YOUR OBJECTIVE >>
From the listing below, extract each entry exactly as written, minus the images.

:: DATA TO USE

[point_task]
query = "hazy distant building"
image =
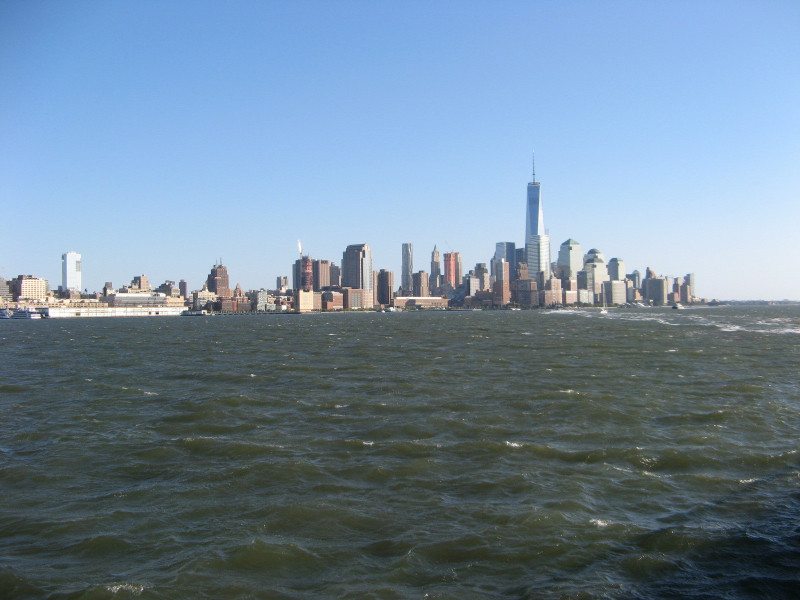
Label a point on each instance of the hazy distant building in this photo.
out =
(420, 284)
(452, 268)
(616, 269)
(6, 293)
(357, 271)
(596, 274)
(655, 290)
(614, 292)
(407, 268)
(71, 272)
(507, 251)
(217, 281)
(303, 274)
(435, 278)
(483, 276)
(385, 285)
(502, 283)
(353, 298)
(691, 281)
(321, 274)
(335, 275)
(570, 259)
(28, 287)
(169, 289)
(593, 253)
(537, 240)
(139, 283)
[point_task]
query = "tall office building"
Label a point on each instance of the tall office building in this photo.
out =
(357, 269)
(452, 268)
(616, 269)
(435, 278)
(336, 275)
(407, 268)
(570, 260)
(71, 272)
(217, 281)
(420, 284)
(537, 241)
(321, 274)
(507, 251)
(385, 287)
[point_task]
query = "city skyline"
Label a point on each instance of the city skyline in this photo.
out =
(217, 135)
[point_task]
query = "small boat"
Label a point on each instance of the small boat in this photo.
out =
(26, 313)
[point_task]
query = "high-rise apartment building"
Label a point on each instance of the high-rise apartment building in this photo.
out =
(616, 269)
(452, 268)
(570, 260)
(407, 269)
(71, 272)
(385, 287)
(420, 284)
(321, 274)
(435, 277)
(357, 269)
(336, 275)
(217, 281)
(537, 240)
(507, 251)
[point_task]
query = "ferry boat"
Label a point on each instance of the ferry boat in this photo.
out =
(26, 313)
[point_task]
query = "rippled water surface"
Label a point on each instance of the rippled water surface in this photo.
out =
(645, 453)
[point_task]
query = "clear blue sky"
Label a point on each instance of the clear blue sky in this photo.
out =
(156, 137)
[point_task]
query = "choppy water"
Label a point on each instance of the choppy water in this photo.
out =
(534, 454)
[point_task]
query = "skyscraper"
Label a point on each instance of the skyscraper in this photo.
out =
(420, 285)
(385, 287)
(508, 251)
(408, 267)
(570, 260)
(537, 241)
(435, 279)
(217, 281)
(452, 268)
(321, 274)
(357, 268)
(616, 269)
(71, 272)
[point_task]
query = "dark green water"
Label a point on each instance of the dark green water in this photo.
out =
(645, 453)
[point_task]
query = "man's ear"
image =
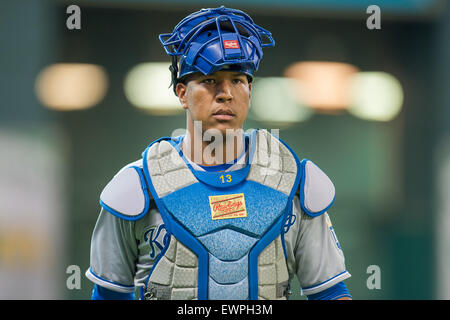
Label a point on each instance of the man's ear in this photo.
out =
(181, 93)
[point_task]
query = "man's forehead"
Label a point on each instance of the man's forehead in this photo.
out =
(221, 73)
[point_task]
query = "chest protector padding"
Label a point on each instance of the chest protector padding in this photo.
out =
(233, 258)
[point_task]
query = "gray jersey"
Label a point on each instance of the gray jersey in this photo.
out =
(123, 252)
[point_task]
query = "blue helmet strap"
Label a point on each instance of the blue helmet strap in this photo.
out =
(174, 71)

::::

RESPONSE TO THIS TASK >>
[point_task]
query = "hazy distant building"
image =
Label a point on each instance of the hazy distant building in this photo.
out =
(420, 284)
(452, 268)
(616, 269)
(6, 293)
(357, 271)
(596, 274)
(655, 290)
(614, 292)
(407, 268)
(71, 272)
(507, 251)
(217, 281)
(303, 274)
(435, 278)
(483, 276)
(385, 285)
(502, 283)
(353, 298)
(691, 281)
(321, 274)
(335, 275)
(570, 259)
(28, 287)
(169, 289)
(593, 253)
(537, 240)
(139, 283)
[point_task]
query = "tall office building"
Label a point on each instance of the tall office building in this photo.
out =
(357, 269)
(452, 268)
(616, 269)
(435, 278)
(336, 275)
(407, 268)
(570, 260)
(71, 272)
(217, 281)
(420, 284)
(537, 241)
(321, 274)
(507, 251)
(385, 287)
[point_task]
query = "city skyline"
Label a point on each instance of the city skyline in this photo.
out =
(217, 135)
[point_task]
query = "small boat"
Label a point on each instance of the small boat in this photo.
out =
(26, 313)
[point_task]
query = "high-rise apartment building"
Label a point on each instance of the high-rise apartment building in this photo.
out =
(616, 269)
(452, 268)
(570, 260)
(407, 269)
(71, 272)
(385, 287)
(420, 284)
(321, 274)
(435, 277)
(357, 269)
(336, 275)
(217, 281)
(537, 240)
(507, 251)
[point_task]
query = "ferry boat"
Label a point on each instance of the ferry boat in this photo.
out =
(26, 313)
[point_task]
query = "rippled water surface"
Label a point on each instance of the rippled water surface in this photo.
out =
(645, 453)
[point_task]
query = "clear blue sky"
Label a point on each instance of the clear blue sky in this photo.
out =
(156, 137)
[point_task]
query = "choppy water"
Label a point on each instance of the choppy water in this photo.
out =
(534, 454)
[point_task]
query = "skyscraper"
Label a point on each instance of the skyscraper in this photo.
out =
(420, 285)
(385, 287)
(508, 251)
(408, 267)
(570, 260)
(537, 241)
(435, 279)
(217, 281)
(452, 268)
(321, 274)
(357, 268)
(616, 269)
(71, 272)
[point_task]
query = "dark green water"
Label a point on each instance of the dark green water in this photo.
out =
(645, 453)
[point_task]
query = "man's ear"
image =
Label a point on each instance of the man's ear in this photo.
out =
(181, 93)
[point_task]
query = "man's forehead"
Label a point on each instance of the man's forehead in this photo.
out =
(221, 73)
[point_task]
query = "chest protector padding"
Label a point on each instance of the chest protector padding in this photo.
out =
(233, 258)
[point_task]
query = "gray jersey"
Label a point on each instance of the gray jersey in this photo.
out =
(123, 252)
[point_task]
query = "blue helmet strap"
Label a point on each instance of the blue helmet strap in this photo.
out =
(174, 71)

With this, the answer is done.